- _Vorliegender Text_
•••
# Logo für den Druck optimieren?



## Rayne (11. April 2009)

Hallo.

Ich habe vor, mir T-Shirts und Pullover mit meinem Logo drucken zu lassen, bin mir aber nicht ganz sicher, ob die spitz zulaufenden Linien nicht zu dünn sein könnten für den Druck generell und für den Druck auf Kleidung. Die Fachleute in dem Forum hier können mir da vielleicht nützliche Tipps geben 

In diesem Zusammenhang würde mich natürlich eure Meinung zum Logo interessieren.


----------



## ink (11. April 2009)

Moin
Da würde ich speziell den Drucker fragen ob er/sie es plotten kann.
Ist von Mensch und Maschine unterschiedlich.
Ich denke mal du hast es als Vektorgrafik vorliegen?

Hmm, also das Logo könntest du vielleicht ein wenig aufpeppen, wenn du zB das untere "V" vom Fallschirm als "V" von "DiVe" nehmen würdest, dann würde es auch näher zusammenrücken und mehr zusammengehörig ausschauen.
•••
- _Aufgabenstellung_
Gib bitte aus der Forendiskussion zum Logodruck den Abschnitt wörtlich wieder, der mit den Worten „Ich habe vor, mir“ einsetzt und mit „zum Logo interessieren.“ schließt.

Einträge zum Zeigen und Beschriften
•••
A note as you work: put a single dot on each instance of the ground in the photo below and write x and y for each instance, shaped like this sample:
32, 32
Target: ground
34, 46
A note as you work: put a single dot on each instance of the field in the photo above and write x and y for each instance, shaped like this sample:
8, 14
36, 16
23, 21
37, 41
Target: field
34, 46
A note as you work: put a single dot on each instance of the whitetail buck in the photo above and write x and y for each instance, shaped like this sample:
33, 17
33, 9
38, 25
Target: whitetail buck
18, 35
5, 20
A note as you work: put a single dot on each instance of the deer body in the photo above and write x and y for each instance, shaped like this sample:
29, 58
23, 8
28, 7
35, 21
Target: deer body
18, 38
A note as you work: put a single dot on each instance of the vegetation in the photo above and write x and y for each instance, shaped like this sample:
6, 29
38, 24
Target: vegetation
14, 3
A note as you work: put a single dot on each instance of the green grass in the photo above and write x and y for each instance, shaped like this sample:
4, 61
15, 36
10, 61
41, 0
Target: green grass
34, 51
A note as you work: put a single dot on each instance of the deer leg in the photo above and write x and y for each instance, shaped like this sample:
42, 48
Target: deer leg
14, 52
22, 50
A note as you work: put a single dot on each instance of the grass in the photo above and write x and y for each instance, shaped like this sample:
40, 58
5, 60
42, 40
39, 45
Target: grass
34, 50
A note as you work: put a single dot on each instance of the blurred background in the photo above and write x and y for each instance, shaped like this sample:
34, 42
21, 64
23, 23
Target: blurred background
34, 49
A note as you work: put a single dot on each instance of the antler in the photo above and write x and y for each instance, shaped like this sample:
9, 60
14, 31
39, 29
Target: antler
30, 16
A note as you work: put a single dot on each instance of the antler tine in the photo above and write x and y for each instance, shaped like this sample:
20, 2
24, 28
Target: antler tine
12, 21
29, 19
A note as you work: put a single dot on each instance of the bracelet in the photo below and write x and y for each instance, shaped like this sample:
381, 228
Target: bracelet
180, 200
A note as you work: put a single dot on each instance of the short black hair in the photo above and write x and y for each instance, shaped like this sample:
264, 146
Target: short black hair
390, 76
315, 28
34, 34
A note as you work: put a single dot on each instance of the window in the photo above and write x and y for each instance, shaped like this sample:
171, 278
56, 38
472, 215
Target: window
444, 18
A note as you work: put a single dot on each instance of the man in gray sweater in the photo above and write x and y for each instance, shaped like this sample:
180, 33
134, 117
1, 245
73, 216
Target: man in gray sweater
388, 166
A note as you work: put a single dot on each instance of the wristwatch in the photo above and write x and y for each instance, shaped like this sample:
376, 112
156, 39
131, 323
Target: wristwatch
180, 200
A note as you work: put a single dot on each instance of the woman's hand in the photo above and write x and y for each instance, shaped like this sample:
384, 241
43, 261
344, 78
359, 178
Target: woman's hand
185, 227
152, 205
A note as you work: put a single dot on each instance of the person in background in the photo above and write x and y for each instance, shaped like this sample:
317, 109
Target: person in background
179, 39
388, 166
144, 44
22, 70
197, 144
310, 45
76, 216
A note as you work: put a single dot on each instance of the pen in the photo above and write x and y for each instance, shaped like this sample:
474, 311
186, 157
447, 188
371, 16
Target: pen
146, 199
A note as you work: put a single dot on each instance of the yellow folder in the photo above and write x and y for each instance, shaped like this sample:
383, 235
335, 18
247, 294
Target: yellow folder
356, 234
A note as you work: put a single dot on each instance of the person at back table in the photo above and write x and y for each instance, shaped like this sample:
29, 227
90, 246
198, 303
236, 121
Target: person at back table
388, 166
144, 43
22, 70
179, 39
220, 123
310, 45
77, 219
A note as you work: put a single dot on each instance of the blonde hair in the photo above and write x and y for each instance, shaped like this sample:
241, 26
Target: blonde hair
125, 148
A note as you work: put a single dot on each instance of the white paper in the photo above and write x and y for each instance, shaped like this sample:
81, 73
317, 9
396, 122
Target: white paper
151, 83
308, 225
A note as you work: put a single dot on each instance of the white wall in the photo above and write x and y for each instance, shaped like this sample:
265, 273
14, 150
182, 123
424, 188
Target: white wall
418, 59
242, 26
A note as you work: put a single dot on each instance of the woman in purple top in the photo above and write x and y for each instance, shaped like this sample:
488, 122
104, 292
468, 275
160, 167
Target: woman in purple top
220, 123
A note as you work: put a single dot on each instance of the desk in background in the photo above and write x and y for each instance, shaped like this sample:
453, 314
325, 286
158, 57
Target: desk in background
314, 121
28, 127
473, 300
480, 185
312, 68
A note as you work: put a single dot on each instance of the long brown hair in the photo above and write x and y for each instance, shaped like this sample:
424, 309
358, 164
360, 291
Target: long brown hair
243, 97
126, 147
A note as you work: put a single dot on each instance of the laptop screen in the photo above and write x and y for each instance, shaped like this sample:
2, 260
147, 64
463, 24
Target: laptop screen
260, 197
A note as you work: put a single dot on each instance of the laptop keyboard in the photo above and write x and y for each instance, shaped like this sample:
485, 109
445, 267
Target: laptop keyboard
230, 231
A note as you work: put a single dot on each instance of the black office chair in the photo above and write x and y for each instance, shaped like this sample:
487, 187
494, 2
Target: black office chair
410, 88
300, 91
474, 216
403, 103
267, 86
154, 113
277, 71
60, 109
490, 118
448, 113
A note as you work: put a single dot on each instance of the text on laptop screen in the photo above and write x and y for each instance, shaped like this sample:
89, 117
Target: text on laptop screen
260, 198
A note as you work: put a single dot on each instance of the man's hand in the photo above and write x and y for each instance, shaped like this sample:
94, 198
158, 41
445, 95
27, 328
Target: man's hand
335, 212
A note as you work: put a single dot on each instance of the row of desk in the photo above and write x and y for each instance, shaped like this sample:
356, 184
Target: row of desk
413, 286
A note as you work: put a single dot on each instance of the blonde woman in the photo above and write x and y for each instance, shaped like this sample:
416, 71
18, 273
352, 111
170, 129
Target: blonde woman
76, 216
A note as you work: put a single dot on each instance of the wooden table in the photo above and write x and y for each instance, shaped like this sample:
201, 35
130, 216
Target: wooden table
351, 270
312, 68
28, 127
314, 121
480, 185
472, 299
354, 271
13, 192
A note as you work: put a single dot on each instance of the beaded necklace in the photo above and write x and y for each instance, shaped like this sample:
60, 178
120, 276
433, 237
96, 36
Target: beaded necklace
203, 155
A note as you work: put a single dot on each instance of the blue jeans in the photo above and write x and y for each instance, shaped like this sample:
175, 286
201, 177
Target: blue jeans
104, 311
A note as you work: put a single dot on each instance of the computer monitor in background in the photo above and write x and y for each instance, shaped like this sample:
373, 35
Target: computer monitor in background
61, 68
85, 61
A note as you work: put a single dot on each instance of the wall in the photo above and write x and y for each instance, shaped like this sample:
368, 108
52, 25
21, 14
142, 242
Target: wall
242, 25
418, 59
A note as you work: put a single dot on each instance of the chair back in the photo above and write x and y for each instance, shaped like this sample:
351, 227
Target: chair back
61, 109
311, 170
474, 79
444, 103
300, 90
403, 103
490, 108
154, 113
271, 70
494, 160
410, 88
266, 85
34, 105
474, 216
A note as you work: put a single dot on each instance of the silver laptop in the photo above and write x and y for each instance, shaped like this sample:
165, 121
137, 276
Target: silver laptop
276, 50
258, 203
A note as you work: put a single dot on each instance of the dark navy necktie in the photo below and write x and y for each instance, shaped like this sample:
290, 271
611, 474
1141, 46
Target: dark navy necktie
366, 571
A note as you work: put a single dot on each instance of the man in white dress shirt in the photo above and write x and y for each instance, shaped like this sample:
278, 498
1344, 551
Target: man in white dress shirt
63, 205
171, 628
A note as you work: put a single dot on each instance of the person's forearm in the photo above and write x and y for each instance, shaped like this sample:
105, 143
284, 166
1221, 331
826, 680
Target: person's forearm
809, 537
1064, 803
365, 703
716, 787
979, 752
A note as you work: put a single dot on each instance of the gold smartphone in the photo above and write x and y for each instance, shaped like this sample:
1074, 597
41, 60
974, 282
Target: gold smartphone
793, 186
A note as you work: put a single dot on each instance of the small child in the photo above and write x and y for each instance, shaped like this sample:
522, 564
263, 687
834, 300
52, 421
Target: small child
•••
- _Lösung_
Ich habe vor, mir T-Shirts und Pullover mit meinem Logo drucken zu lassen, bin mir aber nicht ganz sicher, ob die spitz zulaufenden Linien nicht zu dünn sein könnten für den Druck generell und für den Druck auf Kleidung. Die Fachleute in dem Forum hier können mir da vielleicht nützliche Tipps geben 

In diesem Zusammenhang würde mich natürlich eure Meinung zum Logo interessieren.